### RECORDS PROVIDED ###

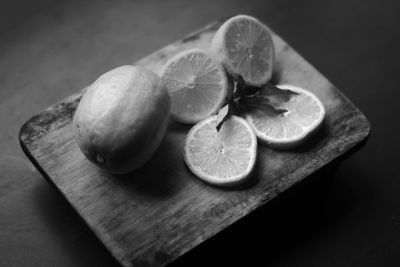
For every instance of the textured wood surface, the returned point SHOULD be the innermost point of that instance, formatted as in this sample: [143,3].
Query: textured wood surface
[154,215]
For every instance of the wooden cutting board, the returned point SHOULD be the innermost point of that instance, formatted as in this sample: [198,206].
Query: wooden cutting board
[154,215]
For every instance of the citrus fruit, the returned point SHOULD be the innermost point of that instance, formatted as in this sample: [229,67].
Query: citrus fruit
[244,46]
[221,158]
[122,118]
[197,85]
[285,116]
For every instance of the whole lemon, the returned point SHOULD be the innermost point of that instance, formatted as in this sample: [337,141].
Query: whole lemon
[122,118]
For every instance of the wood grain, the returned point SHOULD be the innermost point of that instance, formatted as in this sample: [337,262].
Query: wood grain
[152,216]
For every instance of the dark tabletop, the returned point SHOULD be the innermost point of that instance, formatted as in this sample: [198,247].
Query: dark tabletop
[348,214]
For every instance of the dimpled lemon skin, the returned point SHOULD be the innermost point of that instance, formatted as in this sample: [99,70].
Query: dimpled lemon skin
[122,118]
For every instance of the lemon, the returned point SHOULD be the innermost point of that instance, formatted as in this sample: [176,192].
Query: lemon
[122,118]
[197,85]
[244,46]
[221,158]
[284,119]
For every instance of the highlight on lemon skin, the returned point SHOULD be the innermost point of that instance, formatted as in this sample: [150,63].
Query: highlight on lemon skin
[122,118]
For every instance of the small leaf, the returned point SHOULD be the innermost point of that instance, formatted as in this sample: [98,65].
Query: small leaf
[223,114]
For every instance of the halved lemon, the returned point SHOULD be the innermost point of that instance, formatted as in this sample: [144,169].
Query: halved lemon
[284,119]
[221,158]
[197,85]
[244,46]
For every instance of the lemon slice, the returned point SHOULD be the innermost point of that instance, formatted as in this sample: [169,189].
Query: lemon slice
[244,46]
[221,158]
[197,85]
[284,119]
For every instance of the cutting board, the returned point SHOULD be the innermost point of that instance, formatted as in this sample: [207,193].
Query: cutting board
[157,213]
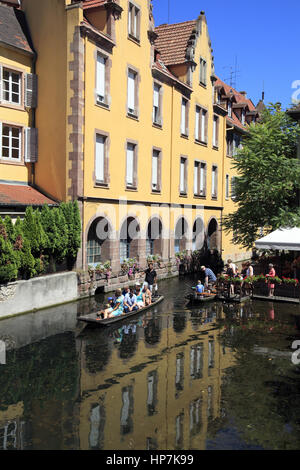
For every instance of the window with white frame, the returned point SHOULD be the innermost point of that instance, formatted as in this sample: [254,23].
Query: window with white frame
[11,86]
[156,104]
[132,93]
[215,131]
[229,108]
[227,187]
[184,117]
[199,179]
[214,182]
[201,124]
[134,21]
[243,117]
[11,142]
[131,165]
[233,184]
[156,180]
[183,175]
[100,170]
[203,71]
[101,79]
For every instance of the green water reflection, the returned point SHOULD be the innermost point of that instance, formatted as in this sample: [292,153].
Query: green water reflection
[217,377]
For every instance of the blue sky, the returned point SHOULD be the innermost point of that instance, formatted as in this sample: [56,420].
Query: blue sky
[263,35]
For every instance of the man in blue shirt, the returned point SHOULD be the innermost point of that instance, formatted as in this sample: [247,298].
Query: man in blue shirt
[130,302]
[200,288]
[210,277]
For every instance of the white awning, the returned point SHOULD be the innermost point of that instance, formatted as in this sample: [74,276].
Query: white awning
[281,239]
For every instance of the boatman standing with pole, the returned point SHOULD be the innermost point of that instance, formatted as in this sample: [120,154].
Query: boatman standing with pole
[210,277]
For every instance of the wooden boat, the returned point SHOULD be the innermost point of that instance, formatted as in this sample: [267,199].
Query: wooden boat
[196,299]
[233,298]
[93,320]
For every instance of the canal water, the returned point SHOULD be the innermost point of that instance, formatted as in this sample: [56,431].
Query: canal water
[214,377]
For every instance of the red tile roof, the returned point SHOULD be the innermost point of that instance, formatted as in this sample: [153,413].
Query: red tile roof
[93,3]
[12,25]
[240,100]
[21,195]
[173,40]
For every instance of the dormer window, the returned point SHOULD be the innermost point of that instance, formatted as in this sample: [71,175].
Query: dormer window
[134,21]
[203,71]
[243,117]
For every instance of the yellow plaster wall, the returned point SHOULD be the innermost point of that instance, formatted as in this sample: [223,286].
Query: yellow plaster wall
[47,22]
[19,172]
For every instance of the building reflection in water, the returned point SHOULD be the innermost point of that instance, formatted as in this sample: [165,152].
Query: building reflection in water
[127,410]
[196,361]
[195,417]
[179,378]
[161,353]
[97,420]
[152,392]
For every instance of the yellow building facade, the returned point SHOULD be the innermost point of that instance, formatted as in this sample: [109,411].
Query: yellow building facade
[129,125]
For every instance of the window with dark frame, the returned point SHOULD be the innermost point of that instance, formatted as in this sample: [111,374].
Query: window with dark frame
[131,166]
[201,125]
[214,182]
[11,142]
[156,118]
[183,175]
[203,71]
[132,93]
[200,179]
[11,86]
[134,21]
[156,177]
[184,117]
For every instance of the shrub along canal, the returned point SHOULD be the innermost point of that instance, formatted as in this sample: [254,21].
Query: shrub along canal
[216,377]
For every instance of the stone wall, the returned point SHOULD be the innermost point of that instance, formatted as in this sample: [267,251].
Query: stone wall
[89,284]
[41,292]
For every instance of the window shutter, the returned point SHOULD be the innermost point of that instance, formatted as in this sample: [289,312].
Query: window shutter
[100,78]
[31,90]
[129,164]
[213,182]
[131,92]
[155,170]
[1,82]
[203,126]
[183,116]
[31,145]
[0,139]
[197,123]
[182,175]
[202,180]
[100,147]
[196,169]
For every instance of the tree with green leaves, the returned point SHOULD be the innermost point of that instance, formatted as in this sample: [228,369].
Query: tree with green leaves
[268,178]
[73,222]
[8,261]
[34,232]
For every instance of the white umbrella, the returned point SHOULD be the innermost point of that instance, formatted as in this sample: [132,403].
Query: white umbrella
[281,239]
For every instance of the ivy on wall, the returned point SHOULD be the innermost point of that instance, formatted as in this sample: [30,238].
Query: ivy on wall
[39,242]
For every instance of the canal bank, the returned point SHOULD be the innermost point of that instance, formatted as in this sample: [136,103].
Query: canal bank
[215,377]
[58,289]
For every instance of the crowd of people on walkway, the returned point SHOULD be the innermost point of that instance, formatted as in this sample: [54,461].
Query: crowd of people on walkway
[131,299]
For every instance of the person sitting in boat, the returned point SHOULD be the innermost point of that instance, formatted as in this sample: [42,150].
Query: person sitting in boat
[139,295]
[116,310]
[125,291]
[200,288]
[146,293]
[209,276]
[130,302]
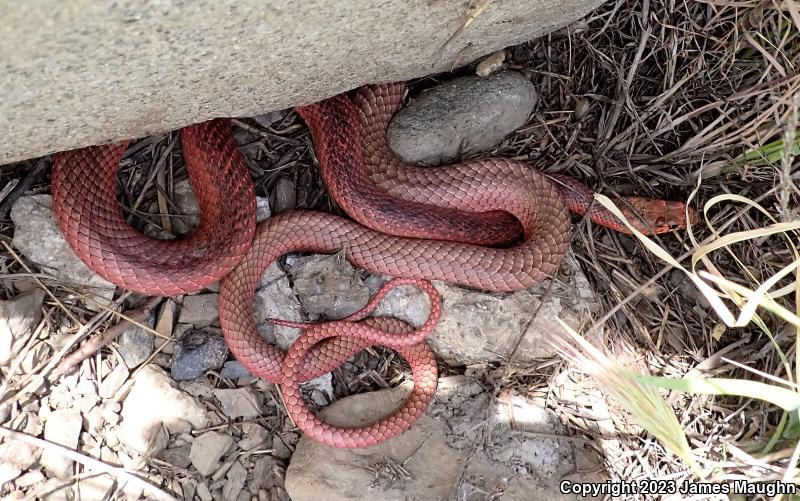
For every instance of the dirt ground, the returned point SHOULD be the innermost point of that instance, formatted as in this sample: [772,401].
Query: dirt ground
[681,101]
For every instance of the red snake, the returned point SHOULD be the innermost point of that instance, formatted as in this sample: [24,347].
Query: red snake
[490,223]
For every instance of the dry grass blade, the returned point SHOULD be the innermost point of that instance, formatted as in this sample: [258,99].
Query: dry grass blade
[649,409]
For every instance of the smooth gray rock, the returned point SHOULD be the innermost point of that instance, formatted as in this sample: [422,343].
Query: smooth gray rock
[199,310]
[63,427]
[329,288]
[136,344]
[475,326]
[207,450]
[196,352]
[18,319]
[92,71]
[154,405]
[461,116]
[465,444]
[37,236]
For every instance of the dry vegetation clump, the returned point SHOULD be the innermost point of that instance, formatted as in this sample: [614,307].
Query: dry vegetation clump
[676,100]
[697,101]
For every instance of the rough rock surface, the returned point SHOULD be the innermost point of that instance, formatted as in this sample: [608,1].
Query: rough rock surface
[18,319]
[462,116]
[177,412]
[475,326]
[197,351]
[136,344]
[106,70]
[466,444]
[37,236]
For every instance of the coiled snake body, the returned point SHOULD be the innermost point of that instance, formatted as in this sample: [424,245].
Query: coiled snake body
[416,223]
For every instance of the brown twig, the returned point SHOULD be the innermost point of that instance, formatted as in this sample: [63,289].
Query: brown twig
[97,341]
[22,187]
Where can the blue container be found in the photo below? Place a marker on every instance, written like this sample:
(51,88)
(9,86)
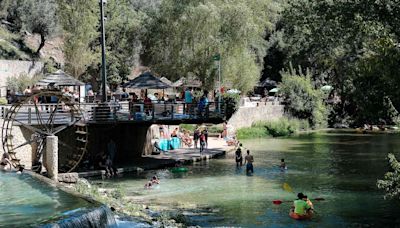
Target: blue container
(164,144)
(175,143)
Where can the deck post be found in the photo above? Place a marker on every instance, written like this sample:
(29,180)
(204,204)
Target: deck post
(51,158)
(29,115)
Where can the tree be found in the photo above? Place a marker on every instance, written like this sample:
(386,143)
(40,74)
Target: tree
(36,16)
(79,34)
(124,30)
(391,182)
(184,36)
(302,100)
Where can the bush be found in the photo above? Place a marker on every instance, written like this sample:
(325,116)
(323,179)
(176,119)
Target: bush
(252,132)
(188,127)
(281,127)
(3,101)
(302,100)
(391,181)
(231,102)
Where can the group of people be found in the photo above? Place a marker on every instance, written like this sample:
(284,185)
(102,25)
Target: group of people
(202,137)
(248,159)
(106,160)
(6,164)
(302,207)
(153,181)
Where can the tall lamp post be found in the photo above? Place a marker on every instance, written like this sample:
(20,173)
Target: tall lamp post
(217,57)
(103,51)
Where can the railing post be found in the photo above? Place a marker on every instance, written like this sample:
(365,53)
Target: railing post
(5,112)
(153,111)
(29,115)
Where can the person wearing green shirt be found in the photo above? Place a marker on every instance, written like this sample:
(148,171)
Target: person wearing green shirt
(301,206)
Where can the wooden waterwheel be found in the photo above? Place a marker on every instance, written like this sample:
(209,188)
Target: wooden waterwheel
(48,113)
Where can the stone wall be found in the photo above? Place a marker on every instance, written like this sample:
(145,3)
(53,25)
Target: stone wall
(245,116)
(15,68)
(20,135)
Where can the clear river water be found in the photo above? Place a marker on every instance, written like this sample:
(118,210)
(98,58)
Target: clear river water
(342,168)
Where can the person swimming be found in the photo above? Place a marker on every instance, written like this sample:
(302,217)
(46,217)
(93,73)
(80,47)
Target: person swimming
(5,160)
(283,164)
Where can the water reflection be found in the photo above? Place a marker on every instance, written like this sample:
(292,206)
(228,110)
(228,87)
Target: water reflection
(342,169)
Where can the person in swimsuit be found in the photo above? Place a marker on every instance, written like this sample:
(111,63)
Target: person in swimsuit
(283,165)
(5,160)
(249,160)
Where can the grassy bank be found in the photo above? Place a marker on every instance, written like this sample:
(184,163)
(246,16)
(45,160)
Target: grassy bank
(281,127)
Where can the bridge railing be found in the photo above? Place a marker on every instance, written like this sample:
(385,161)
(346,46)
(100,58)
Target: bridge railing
(115,111)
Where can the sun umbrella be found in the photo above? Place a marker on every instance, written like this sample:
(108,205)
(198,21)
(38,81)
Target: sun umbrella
(274,90)
(233,91)
(326,88)
(146,81)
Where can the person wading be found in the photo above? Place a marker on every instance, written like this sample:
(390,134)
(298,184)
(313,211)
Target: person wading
(249,160)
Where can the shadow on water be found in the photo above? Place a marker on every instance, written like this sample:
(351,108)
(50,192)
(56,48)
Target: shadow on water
(26,201)
(342,169)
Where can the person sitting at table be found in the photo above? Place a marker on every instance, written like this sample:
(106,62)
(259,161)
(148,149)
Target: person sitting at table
(175,132)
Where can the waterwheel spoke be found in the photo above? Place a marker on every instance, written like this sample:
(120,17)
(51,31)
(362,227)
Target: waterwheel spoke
(25,143)
(33,129)
(63,127)
(38,116)
(50,121)
(66,145)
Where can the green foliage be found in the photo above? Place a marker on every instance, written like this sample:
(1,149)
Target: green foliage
(251,132)
(184,37)
(301,99)
(349,46)
(124,28)
(188,127)
(35,16)
(21,82)
(277,128)
(3,101)
(231,102)
(79,34)
(391,182)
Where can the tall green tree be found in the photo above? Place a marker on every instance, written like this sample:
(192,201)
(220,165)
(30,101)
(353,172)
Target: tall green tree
(185,35)
(79,34)
(35,16)
(124,29)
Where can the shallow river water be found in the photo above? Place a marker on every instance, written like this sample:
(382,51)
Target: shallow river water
(339,167)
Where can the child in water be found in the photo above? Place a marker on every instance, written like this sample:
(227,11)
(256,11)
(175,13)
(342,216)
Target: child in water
(154,180)
(283,164)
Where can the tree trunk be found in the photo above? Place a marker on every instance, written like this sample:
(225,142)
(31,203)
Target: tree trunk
(42,42)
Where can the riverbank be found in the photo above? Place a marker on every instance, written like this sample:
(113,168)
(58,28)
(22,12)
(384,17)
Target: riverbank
(134,209)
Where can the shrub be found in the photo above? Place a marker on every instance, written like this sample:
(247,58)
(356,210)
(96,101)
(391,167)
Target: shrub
(251,132)
(277,128)
(3,101)
(188,127)
(302,100)
(231,102)
(391,181)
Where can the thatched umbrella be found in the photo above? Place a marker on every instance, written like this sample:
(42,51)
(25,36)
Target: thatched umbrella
(146,81)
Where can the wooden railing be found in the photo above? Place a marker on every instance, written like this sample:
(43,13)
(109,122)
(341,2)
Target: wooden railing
(114,111)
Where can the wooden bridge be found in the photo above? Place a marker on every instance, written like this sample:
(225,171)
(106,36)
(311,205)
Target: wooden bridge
(116,112)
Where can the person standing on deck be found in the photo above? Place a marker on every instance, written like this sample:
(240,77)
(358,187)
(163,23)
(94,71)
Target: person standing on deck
(188,100)
(111,149)
(249,160)
(202,142)
(196,136)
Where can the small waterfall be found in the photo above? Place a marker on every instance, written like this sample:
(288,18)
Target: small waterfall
(97,217)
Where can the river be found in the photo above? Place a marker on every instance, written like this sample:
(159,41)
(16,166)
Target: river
(339,167)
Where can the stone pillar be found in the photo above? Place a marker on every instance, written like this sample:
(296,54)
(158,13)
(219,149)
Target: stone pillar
(51,158)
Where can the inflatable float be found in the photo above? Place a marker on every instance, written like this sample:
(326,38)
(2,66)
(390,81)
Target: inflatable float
(179,169)
(301,217)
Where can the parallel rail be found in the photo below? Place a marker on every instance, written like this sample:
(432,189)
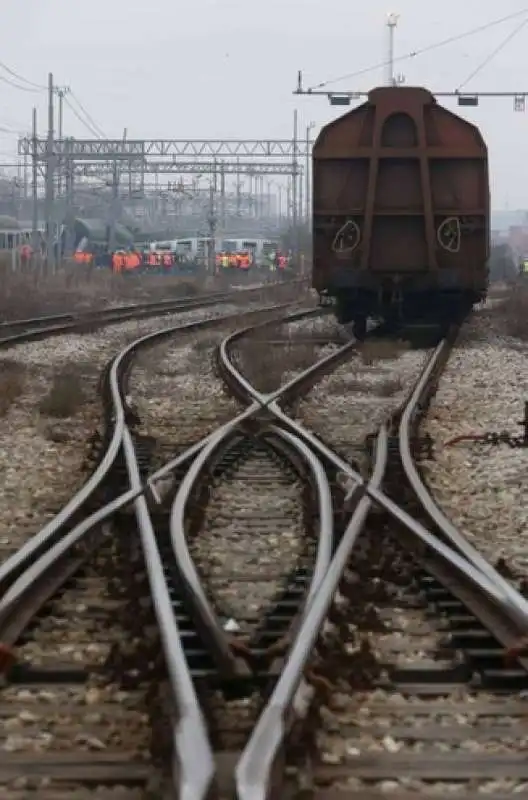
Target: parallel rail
(444,552)
(24,330)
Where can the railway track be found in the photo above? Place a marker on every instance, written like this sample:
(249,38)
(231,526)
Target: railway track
(78,700)
(373,649)
(13,331)
(419,679)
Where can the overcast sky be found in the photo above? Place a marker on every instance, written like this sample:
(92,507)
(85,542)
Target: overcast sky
(227,68)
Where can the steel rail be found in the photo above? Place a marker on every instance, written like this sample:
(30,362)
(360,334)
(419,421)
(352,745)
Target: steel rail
(517,603)
(256,766)
(380,498)
(19,570)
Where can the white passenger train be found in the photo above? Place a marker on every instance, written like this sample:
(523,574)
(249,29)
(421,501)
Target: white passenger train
(198,248)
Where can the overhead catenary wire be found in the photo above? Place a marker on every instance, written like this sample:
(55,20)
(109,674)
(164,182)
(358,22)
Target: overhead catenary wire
(33,87)
(422,50)
(494,53)
(90,119)
(81,120)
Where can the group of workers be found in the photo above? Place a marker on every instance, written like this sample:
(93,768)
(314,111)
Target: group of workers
(241,260)
(123,261)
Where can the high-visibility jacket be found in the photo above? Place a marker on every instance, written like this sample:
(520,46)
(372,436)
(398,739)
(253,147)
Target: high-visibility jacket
(118,262)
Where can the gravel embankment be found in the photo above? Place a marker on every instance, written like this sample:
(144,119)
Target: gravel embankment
(356,398)
(253,522)
(178,396)
(359,720)
(93,626)
(481,488)
(50,407)
(252,536)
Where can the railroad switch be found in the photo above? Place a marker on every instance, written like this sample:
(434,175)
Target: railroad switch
(496,438)
(422,446)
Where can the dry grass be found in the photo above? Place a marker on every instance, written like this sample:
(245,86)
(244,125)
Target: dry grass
(85,288)
(12,383)
(66,395)
(79,287)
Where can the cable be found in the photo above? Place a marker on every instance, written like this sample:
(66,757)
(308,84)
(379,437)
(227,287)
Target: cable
(36,86)
(422,50)
(492,55)
(16,86)
(90,119)
(81,120)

###

What are the lines from the one with "Where can the overhead" through the end of the records above? Set them down exactly, both ends included, and nothing else.

Where can the overhead catenary wire be found in the photo above? Place a marker on every instance, written like this sample:
(55,20)
(109,674)
(164,182)
(358,22)
Target: overhead catenary wire
(33,87)
(422,50)
(494,53)
(90,119)
(81,120)
Where can the group of workers be found in the photo above? Place a marker on every instance, written like this sample:
(93,768)
(314,111)
Target: group of workers
(241,260)
(123,261)
Where can the high-visibility jacket be found in the photo above? Place a marker on every instance, written like this sample:
(520,46)
(372,436)
(398,739)
(253,147)
Target: high-visibility jacket
(118,262)
Where can the gravel embankment be found in the photo above? Place a marker on every instance, written like this sample:
(144,119)
Target: gravel embankment
(356,398)
(253,522)
(178,396)
(359,720)
(93,626)
(481,488)
(50,407)
(252,536)
Where can the railroad switch be found in the photo above? Place a marker on every instance, written like this sample:
(434,175)
Target: railroad switch
(496,438)
(422,446)
Where can the dry grass be found in the photo above? Place a marker on every instance, written like this sample:
(245,86)
(244,125)
Target: dry grass
(85,288)
(12,383)
(66,395)
(79,287)
Where can the cable be found in the photo above? Place a marker on every instance, written like this sample:
(66,757)
(308,84)
(379,437)
(227,287)
Target: cable
(36,86)
(422,50)
(492,55)
(16,86)
(90,119)
(81,120)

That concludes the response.